DATE OF JUDGMENT08/12/1983
BENCH:
DESAI, D.A.
BENCH:
DESAI, D.A.
MISRA, R.B. (J)
MISRA RANGNATH
CITATION:
1984 AIR 415 1984 SCR (1)1016
1984 SCC (1) 361 1983 SCALE (2)923
ACT:
The Indian Railways Act, 1890-Sec. 114A-Validity of-
Whether ultra-vires Art. 19(1) (g) of Constitution of India.
The Railway Tourist Agent Rules, 1980-Validity of-
Conditions prescribed for becoming authorised agent-Whether
arbitrary, unreasonable and irrelevant-Whether the Rules
ultra vires the Act and Art. 19(1) (g) of the Constitution.
HEADNOTE:
The petitioners who claimed to be carrying on the
business as railway travel agents and rendering service to
the travelling public in booking II class seats and berths
in various passenger trains, challenged the validity of sec.

WHAT TO DO:
**a.** In the judgment excerpt, which section of the Indian Railways Act, 1890 is listed for a validity challenge?
**b.** Reproduce the part of the judgment excerpt that opens with the words containing "MISRA RANGNATH" and closes with "of the Constitution.".

RAW DATA:
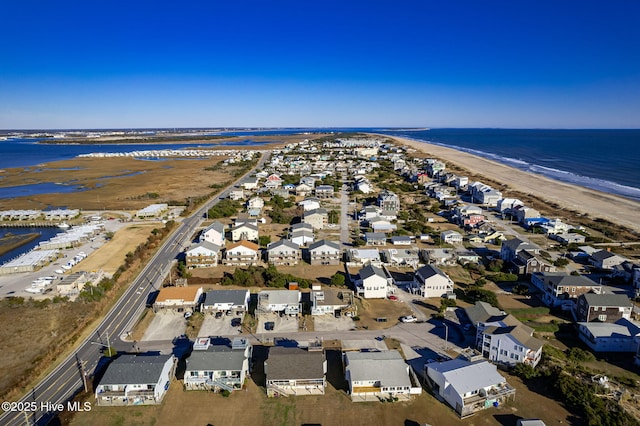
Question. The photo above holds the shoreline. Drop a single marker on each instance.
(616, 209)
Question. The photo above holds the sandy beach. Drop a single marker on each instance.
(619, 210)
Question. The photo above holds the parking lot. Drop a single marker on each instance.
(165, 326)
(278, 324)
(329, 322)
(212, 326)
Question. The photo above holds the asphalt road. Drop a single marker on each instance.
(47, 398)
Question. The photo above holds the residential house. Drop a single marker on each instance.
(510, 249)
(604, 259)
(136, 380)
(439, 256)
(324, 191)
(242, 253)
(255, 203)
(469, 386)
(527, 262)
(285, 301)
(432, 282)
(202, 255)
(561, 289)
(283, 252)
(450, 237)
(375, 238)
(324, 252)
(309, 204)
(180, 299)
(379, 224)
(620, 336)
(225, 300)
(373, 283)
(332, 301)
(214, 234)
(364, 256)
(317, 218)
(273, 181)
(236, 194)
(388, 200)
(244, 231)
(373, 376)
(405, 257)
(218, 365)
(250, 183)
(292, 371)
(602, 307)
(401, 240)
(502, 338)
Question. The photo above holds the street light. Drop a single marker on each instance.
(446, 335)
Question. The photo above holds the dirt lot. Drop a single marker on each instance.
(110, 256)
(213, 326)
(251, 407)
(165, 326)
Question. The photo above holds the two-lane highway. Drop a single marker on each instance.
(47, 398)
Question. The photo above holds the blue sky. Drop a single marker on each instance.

ANSWERS TO THE EXERCISE:
**a.** Section 114A

**b.**
MISRA RANGNATH
CITATION:
1984 AIR 415 1984 SCR (1)1016
1984 SCC (1) 361 1983 SCALE (2)923
ACT:
The Indian Railways Act, 1890-Sec. 114A-Validity of-
Whether ultra-vires Art. 19(1) (g) of Constitution of India.
The Railway Tourist Agent Rules, 1980-Validity of-
Conditions prescribed for becoming authorised agent-Whether
arbitrary, unreasonable and irrelevant-Whether the Rules
ultra vires the Act and Art. 19(1) (g) of the Constitution.